[start Excerpted records]
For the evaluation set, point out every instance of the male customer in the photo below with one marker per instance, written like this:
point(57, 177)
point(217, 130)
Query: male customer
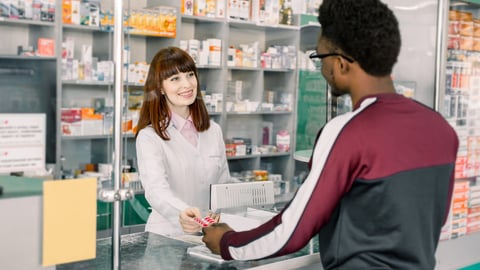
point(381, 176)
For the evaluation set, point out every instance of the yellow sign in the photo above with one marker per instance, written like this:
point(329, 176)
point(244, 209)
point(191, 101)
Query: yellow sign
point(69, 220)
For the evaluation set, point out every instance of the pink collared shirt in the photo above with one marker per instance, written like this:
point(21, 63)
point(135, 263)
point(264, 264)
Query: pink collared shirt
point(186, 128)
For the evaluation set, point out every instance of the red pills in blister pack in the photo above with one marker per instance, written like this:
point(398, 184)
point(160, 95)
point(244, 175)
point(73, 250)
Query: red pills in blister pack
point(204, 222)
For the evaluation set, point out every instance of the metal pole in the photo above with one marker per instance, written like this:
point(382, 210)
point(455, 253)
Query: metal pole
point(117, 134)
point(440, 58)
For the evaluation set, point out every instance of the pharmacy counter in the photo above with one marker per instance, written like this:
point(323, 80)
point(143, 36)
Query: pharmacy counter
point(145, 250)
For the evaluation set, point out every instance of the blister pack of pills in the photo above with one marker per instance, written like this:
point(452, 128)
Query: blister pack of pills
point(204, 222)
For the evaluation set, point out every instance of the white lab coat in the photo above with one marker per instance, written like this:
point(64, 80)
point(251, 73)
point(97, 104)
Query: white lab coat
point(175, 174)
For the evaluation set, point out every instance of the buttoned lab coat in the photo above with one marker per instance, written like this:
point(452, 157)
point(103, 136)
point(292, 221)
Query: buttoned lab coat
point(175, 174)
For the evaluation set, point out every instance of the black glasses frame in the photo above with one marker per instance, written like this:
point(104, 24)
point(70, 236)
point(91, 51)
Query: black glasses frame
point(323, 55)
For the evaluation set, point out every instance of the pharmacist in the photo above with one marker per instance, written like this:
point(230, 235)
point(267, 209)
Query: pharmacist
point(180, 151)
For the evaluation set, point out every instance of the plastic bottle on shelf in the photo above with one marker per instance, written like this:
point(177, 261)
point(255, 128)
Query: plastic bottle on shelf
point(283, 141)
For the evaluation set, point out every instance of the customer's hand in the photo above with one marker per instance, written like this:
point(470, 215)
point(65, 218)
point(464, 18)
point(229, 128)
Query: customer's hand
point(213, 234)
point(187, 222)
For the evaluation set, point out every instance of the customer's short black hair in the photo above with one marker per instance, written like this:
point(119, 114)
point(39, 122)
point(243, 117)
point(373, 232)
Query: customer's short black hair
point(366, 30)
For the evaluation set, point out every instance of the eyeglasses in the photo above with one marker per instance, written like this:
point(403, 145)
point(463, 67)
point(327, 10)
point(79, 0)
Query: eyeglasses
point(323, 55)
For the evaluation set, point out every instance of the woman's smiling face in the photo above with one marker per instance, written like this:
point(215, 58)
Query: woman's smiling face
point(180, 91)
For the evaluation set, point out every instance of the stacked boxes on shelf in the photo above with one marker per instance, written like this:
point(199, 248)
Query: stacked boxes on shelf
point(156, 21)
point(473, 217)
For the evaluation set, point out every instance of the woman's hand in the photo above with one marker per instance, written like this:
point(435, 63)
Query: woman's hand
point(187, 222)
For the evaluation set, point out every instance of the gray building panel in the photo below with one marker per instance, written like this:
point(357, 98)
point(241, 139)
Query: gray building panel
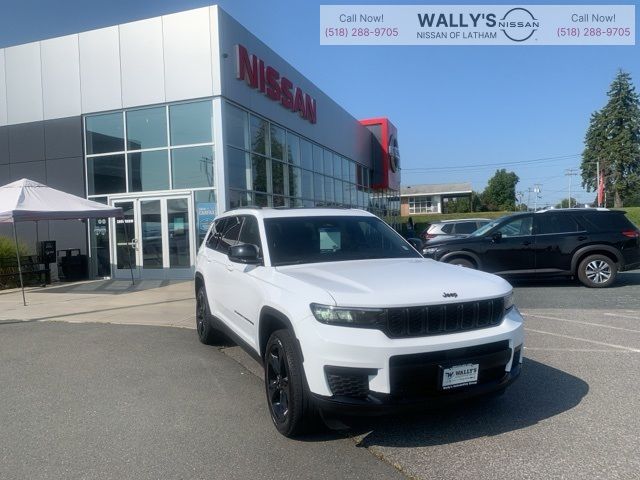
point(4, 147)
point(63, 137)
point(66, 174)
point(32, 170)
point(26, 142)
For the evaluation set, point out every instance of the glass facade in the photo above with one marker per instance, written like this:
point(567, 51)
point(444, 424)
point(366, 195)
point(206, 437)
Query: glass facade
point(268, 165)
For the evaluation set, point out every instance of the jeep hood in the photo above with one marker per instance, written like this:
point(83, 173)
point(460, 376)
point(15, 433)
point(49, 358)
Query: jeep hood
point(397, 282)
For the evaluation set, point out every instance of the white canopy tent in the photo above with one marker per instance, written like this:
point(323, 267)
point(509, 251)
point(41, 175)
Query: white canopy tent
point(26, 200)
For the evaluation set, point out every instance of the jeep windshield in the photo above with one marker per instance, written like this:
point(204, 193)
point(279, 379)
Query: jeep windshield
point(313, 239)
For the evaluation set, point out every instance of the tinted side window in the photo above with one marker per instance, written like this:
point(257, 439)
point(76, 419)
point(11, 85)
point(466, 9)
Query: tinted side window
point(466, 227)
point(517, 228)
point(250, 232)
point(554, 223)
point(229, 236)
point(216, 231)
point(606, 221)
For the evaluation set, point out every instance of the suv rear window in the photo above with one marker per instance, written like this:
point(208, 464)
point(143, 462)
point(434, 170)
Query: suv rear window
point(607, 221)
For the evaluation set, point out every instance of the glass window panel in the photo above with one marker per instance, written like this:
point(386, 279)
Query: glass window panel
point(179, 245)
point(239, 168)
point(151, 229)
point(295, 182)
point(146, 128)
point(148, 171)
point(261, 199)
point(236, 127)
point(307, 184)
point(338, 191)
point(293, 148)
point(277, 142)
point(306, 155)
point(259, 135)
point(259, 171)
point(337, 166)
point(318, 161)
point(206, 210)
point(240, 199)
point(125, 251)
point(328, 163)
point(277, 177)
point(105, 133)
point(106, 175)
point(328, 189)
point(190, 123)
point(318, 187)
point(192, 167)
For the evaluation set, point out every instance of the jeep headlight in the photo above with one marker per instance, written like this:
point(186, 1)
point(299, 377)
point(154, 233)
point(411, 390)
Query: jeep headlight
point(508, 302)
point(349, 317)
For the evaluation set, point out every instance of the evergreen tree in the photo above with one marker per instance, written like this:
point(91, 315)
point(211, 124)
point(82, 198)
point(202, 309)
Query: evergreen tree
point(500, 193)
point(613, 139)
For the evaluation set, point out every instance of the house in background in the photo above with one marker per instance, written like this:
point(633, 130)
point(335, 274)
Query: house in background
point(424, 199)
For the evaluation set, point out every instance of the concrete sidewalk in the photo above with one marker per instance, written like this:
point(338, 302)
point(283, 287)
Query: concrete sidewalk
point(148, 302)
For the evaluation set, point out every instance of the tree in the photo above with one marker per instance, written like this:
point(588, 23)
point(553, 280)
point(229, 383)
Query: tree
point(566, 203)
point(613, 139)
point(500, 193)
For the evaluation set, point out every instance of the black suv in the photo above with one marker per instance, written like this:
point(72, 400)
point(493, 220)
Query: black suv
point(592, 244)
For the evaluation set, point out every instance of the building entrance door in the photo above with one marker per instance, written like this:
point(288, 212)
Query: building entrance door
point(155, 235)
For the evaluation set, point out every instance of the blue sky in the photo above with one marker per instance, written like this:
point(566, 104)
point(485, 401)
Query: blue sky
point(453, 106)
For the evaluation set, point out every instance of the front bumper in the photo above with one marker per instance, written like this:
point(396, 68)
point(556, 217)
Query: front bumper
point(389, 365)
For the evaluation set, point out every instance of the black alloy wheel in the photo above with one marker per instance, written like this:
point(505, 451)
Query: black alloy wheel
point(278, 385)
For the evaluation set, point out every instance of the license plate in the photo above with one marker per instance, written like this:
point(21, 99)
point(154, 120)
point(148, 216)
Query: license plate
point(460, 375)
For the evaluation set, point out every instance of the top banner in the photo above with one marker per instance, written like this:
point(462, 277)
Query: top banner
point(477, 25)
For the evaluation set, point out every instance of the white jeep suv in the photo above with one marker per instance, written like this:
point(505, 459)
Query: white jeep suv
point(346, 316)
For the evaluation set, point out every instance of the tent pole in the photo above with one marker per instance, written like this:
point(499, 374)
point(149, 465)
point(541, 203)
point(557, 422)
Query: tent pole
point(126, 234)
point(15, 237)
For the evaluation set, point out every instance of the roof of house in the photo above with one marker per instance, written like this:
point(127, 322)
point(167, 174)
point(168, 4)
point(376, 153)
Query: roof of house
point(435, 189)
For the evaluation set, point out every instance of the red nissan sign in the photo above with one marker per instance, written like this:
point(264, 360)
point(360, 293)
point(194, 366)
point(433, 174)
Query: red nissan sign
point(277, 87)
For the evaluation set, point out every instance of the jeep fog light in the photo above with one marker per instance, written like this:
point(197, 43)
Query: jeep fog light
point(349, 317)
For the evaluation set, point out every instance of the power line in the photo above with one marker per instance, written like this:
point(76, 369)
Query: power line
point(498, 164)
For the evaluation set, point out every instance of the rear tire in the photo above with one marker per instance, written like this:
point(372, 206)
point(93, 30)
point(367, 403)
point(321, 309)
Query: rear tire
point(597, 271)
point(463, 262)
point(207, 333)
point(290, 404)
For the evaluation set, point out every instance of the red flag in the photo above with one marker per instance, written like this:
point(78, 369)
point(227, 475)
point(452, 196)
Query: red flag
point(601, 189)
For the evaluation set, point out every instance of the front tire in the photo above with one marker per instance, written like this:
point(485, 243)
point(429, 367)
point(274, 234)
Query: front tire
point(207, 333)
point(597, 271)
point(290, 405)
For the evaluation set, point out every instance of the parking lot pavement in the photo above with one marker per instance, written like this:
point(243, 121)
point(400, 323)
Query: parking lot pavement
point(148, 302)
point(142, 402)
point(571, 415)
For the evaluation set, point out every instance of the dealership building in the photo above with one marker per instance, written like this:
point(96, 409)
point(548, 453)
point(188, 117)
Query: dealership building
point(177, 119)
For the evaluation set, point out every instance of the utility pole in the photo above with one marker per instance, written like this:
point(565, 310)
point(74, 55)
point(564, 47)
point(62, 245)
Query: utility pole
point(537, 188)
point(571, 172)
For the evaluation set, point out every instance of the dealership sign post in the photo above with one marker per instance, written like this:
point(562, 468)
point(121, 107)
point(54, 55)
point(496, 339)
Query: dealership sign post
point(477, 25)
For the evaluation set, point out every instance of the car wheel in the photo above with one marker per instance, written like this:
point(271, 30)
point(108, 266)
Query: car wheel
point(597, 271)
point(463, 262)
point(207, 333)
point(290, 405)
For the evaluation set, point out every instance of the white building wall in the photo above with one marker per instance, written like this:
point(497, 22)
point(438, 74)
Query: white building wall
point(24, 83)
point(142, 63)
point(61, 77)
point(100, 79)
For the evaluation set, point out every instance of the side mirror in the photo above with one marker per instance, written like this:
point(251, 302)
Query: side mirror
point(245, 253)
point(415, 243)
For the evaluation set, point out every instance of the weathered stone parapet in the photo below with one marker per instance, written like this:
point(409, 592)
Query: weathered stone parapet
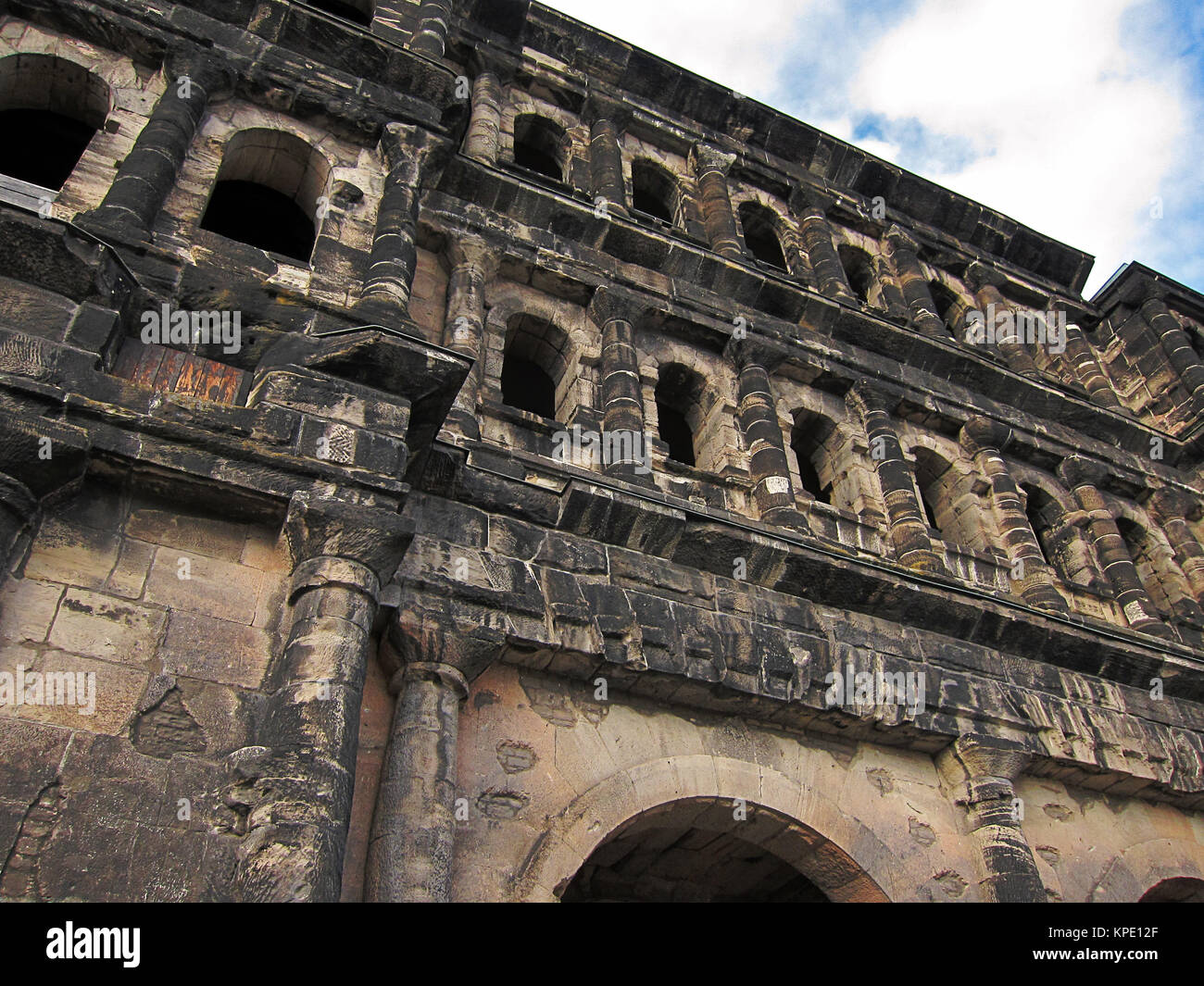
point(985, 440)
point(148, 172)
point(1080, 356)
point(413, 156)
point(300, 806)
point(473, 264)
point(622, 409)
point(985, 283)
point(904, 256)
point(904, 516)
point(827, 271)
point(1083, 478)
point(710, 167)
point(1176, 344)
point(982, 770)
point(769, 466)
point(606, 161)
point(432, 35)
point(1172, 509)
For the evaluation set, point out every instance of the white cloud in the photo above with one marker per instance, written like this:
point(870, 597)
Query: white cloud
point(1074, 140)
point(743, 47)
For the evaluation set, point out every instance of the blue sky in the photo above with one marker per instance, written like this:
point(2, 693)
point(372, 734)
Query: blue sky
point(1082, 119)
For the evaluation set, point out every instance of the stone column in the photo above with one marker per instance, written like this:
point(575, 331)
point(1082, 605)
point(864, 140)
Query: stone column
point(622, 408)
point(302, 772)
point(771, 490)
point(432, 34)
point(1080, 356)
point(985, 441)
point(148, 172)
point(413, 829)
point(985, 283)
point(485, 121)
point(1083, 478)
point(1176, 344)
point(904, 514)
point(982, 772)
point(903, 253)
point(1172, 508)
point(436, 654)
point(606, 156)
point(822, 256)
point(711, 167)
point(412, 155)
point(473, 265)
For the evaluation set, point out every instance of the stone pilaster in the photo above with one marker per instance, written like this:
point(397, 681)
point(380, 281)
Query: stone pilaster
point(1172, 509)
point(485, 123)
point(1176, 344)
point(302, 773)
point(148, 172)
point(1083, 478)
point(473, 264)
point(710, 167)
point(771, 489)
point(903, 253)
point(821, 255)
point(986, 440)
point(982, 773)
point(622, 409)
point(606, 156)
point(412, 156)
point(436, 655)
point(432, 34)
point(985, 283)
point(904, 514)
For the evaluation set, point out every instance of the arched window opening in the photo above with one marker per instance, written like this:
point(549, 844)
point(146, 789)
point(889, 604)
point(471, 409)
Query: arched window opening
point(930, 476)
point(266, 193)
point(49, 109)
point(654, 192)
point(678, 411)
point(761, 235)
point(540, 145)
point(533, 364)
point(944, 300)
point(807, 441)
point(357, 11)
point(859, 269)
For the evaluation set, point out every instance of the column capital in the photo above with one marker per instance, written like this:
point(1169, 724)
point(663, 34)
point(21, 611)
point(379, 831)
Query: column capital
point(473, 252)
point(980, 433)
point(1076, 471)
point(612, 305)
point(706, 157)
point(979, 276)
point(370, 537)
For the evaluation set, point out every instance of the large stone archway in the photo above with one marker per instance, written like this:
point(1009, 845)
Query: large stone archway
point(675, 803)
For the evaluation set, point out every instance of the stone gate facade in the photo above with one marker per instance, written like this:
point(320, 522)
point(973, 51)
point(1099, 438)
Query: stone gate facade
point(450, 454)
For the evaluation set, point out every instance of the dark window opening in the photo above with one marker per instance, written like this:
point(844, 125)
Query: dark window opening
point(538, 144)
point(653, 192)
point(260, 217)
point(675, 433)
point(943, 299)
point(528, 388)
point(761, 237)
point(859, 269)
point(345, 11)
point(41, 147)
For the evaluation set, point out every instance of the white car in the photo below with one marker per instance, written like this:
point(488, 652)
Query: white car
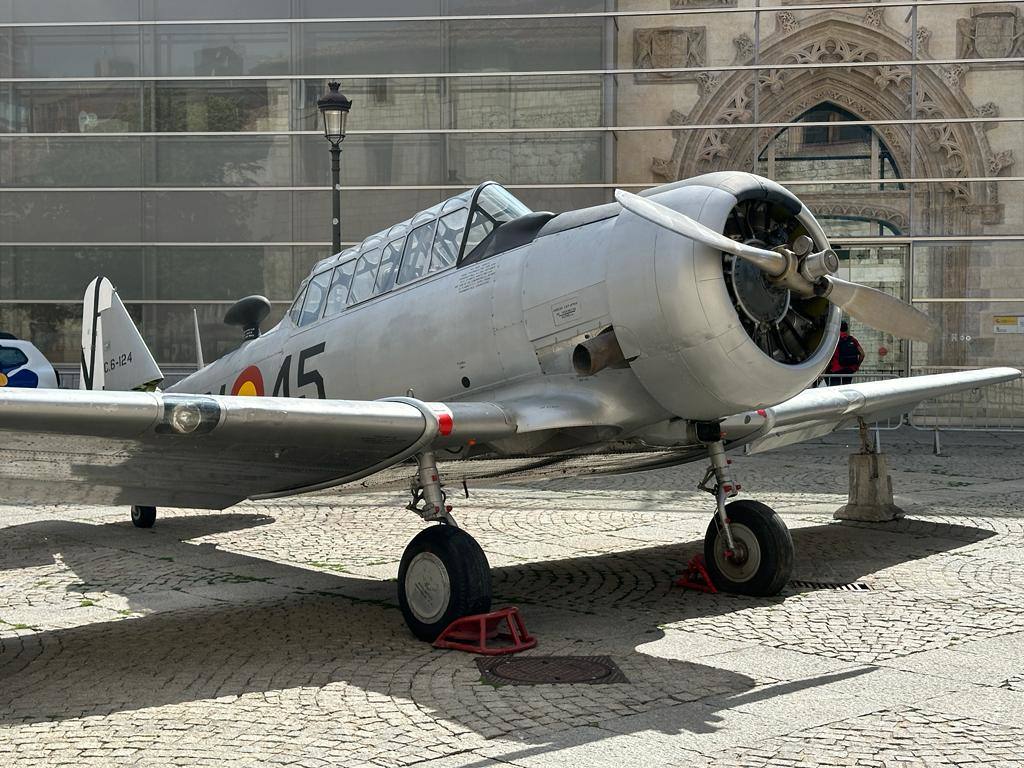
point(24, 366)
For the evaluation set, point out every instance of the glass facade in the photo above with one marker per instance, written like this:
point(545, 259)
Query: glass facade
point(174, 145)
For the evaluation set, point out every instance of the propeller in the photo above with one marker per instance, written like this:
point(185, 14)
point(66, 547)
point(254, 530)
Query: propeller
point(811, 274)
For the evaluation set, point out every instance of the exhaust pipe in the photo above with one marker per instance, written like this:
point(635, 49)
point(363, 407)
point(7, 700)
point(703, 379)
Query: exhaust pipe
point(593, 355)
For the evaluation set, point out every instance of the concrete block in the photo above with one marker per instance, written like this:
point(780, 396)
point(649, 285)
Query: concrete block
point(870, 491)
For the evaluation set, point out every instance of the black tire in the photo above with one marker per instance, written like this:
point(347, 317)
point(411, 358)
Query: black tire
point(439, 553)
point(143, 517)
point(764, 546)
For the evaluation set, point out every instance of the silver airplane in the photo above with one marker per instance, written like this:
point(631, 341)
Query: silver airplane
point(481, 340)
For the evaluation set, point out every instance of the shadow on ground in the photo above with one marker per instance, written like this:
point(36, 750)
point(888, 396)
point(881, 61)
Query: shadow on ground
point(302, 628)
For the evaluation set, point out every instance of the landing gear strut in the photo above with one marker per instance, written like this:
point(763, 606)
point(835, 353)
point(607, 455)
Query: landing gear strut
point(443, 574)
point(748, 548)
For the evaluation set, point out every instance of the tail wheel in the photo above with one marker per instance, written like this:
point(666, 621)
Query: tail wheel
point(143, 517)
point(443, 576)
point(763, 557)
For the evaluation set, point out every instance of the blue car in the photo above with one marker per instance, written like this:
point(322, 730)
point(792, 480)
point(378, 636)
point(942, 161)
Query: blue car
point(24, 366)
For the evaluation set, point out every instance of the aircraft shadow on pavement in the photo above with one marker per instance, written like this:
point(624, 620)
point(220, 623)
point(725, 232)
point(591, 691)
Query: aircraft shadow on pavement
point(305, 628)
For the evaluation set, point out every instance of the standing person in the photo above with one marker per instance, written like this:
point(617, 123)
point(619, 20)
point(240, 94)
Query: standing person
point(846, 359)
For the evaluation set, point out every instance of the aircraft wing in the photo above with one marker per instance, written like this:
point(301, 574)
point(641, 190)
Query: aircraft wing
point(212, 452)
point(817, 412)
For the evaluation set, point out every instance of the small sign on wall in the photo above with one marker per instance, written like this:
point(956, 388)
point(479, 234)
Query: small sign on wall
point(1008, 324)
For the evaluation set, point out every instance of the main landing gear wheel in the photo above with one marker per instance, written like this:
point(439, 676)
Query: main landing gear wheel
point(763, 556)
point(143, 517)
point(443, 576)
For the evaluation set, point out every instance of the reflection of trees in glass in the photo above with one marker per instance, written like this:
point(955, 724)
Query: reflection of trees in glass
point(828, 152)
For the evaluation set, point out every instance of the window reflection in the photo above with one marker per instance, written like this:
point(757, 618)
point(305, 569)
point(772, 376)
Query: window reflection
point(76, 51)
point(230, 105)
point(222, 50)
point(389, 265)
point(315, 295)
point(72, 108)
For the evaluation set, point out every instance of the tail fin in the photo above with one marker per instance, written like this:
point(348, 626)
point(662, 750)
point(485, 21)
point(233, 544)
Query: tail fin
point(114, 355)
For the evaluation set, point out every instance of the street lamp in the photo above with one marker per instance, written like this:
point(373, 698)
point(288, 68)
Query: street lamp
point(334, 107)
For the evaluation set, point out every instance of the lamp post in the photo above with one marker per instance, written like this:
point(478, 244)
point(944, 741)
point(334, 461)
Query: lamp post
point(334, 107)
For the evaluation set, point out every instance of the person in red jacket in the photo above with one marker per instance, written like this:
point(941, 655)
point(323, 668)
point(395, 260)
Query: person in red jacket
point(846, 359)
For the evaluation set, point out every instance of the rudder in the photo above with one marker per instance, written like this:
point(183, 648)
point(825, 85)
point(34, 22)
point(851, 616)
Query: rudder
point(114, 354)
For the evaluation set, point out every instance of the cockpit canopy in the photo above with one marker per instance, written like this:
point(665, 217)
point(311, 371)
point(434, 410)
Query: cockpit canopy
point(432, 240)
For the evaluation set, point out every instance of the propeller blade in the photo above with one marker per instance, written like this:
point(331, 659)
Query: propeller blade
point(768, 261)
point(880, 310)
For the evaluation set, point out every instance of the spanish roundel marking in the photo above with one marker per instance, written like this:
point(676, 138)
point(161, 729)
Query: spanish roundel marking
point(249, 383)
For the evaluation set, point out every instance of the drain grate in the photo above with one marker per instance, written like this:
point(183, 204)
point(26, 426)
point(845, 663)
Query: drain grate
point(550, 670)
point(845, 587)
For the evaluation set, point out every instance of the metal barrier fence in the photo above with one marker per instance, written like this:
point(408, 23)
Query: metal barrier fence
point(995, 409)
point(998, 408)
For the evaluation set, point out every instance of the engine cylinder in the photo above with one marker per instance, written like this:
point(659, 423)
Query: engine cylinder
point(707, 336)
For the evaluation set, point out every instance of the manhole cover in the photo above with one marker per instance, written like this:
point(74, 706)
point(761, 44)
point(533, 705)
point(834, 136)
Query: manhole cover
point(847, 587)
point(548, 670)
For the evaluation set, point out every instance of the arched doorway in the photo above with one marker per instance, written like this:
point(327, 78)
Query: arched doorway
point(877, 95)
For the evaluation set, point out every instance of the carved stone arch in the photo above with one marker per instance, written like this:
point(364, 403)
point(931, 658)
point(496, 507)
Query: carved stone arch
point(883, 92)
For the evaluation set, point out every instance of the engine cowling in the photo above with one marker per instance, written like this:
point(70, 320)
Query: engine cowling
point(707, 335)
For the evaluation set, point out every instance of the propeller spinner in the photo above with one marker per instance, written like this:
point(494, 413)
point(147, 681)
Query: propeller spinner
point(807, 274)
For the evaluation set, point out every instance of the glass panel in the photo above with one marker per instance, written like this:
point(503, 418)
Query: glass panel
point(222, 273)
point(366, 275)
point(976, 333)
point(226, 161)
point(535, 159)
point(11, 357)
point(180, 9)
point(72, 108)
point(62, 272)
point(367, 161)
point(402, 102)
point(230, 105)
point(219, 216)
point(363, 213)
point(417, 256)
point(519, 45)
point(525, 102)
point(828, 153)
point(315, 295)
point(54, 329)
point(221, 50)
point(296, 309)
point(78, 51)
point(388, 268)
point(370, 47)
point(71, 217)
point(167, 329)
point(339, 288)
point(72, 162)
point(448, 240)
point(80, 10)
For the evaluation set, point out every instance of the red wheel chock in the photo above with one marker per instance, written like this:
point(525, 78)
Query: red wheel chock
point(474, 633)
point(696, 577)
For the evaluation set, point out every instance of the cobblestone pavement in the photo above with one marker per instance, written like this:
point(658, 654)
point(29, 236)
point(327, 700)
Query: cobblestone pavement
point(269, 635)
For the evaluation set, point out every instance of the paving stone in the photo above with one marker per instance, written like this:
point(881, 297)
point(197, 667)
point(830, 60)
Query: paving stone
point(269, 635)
[end Excerpted records]
Job> Your output consists solely of the lines from the one with "the red wheel" through the last line, copied exactly.

Finished task>
For the evaluation set, point out every instance of the red wheel chock in the photo above with one marker per instance, written like this:
point(525, 78)
Query: red wheel chock
point(474, 633)
point(696, 577)
For the evaluation set, point out every instance of the cobblestone pavement in the photo above with one marker per instance, written like this:
point(658, 654)
point(29, 236)
point(327, 700)
Query: cobblestone pavement
point(269, 635)
For the evaluation set, point out every instance of the paving stone in the photo above with one marker per instance, written like this:
point(881, 297)
point(197, 667)
point(830, 60)
Query: paving stone
point(269, 635)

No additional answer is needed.